**SET PROBLEM**
Copy the lines of the records below word for word. Begin at the line that contains "Target: green and red plant" and stop after the line that contains "column 85, row 17".
◇ ◇ ◇ ◇ ◇
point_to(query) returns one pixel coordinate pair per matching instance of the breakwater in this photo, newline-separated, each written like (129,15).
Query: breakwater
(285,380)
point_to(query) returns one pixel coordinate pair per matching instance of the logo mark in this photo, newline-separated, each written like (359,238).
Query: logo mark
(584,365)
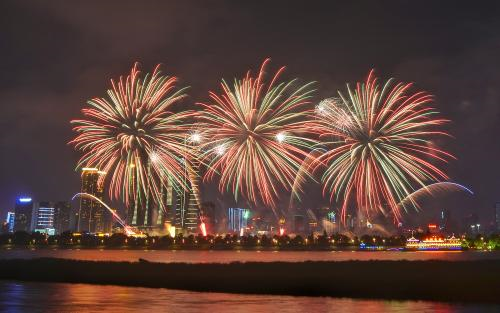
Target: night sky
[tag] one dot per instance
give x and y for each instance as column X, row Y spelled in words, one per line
column 55, row 55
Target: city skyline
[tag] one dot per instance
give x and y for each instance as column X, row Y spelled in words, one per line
column 472, row 110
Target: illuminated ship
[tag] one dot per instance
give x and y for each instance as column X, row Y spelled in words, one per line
column 434, row 243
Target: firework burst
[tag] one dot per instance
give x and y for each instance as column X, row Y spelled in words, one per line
column 256, row 135
column 134, row 137
column 379, row 145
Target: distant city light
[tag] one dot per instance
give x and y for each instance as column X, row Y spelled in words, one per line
column 203, row 228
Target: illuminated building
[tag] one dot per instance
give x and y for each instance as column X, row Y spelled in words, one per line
column 497, row 217
column 299, row 225
column 432, row 229
column 237, row 219
column 62, row 216
column 445, row 219
column 23, row 214
column 207, row 213
column 91, row 214
column 45, row 218
column 10, row 221
column 434, row 243
column 187, row 211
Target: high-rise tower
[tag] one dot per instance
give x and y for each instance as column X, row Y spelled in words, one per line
column 92, row 215
column 187, row 212
column 23, row 214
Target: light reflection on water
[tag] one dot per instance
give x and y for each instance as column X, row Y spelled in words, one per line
column 59, row 297
column 210, row 256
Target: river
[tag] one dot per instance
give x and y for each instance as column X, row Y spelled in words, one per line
column 60, row 297
column 217, row 256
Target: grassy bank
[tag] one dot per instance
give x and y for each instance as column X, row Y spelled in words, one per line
column 477, row 281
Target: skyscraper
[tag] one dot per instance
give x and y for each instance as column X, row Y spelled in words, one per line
column 10, row 221
column 237, row 219
column 92, row 215
column 45, row 218
column 62, row 216
column 187, row 212
column 497, row 217
column 23, row 214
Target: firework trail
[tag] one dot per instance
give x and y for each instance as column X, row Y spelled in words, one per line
column 257, row 135
column 379, row 146
column 133, row 135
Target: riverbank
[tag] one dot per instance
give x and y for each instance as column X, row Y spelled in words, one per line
column 456, row 281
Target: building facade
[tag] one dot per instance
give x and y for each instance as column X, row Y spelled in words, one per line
column 62, row 216
column 45, row 218
column 23, row 214
column 92, row 216
column 237, row 219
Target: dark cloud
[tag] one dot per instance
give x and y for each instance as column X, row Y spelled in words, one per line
column 57, row 54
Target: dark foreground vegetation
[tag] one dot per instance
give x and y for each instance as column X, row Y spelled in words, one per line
column 477, row 281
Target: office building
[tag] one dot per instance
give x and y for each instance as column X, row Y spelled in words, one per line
column 23, row 214
column 10, row 221
column 91, row 214
column 237, row 219
column 62, row 216
column 45, row 218
column 187, row 211
column 497, row 217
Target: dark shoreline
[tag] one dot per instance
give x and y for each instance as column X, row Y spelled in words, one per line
column 450, row 281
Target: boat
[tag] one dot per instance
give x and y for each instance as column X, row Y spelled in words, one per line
column 434, row 243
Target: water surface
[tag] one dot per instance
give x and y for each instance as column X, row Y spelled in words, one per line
column 59, row 297
column 211, row 256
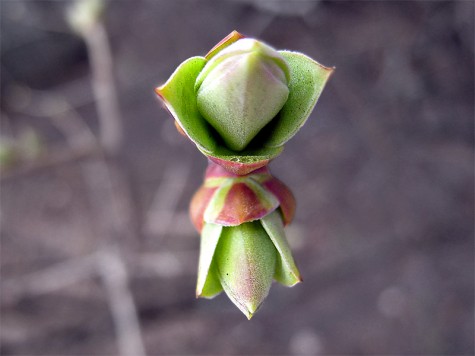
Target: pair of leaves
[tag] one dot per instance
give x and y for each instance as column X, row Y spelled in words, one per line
column 307, row 80
column 243, row 260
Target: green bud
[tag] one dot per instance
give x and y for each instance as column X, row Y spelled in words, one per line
column 241, row 89
column 243, row 261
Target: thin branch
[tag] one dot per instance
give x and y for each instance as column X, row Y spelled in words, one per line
column 104, row 87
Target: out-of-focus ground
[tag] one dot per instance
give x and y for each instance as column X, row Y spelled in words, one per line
column 98, row 257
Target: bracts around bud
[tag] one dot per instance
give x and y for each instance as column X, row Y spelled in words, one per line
column 243, row 244
column 240, row 104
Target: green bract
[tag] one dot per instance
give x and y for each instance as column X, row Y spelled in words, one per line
column 243, row 261
column 242, row 102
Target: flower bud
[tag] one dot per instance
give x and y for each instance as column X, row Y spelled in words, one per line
column 241, row 89
column 243, row 244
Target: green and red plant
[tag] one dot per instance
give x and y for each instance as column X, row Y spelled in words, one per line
column 239, row 105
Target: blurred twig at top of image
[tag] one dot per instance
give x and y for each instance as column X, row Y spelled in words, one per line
column 85, row 17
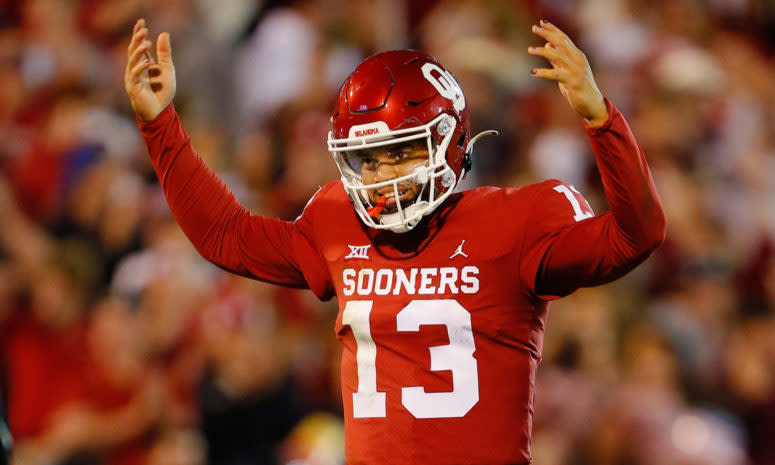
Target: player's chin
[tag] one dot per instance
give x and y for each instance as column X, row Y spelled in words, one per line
column 391, row 205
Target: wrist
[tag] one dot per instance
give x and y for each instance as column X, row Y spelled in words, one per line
column 599, row 116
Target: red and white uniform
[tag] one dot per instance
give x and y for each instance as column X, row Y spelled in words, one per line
column 442, row 326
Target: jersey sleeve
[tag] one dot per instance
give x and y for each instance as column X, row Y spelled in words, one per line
column 219, row 227
column 566, row 247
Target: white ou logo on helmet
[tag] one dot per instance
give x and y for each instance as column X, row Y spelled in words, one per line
column 445, row 83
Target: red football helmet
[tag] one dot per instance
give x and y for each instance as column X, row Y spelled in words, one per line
column 391, row 98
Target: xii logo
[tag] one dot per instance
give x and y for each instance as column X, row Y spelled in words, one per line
column 358, row 251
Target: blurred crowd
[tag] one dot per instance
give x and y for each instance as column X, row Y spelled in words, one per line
column 120, row 345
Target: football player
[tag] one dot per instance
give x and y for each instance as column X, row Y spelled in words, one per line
column 442, row 295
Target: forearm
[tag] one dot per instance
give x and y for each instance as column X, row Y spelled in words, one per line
column 637, row 211
column 202, row 204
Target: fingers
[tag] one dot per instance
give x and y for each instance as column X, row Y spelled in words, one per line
column 552, row 74
column 139, row 33
column 134, row 73
column 163, row 48
column 139, row 53
column 550, row 53
column 553, row 35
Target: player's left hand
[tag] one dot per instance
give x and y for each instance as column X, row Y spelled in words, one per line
column 571, row 70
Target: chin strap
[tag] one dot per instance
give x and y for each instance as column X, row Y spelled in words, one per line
◇ ◇ ◇ ◇ ◇
**THE OUTPUT**
Target: green and red plant
[tag] one dot per instance
give x and y for each instance as column X, row Y spelled in words, one per line
column 239, row 105
Target: blurred twig at top of image
[tag] one dot per instance
give x and y for each instance as column X, row Y spelled in words, one per line
column 85, row 17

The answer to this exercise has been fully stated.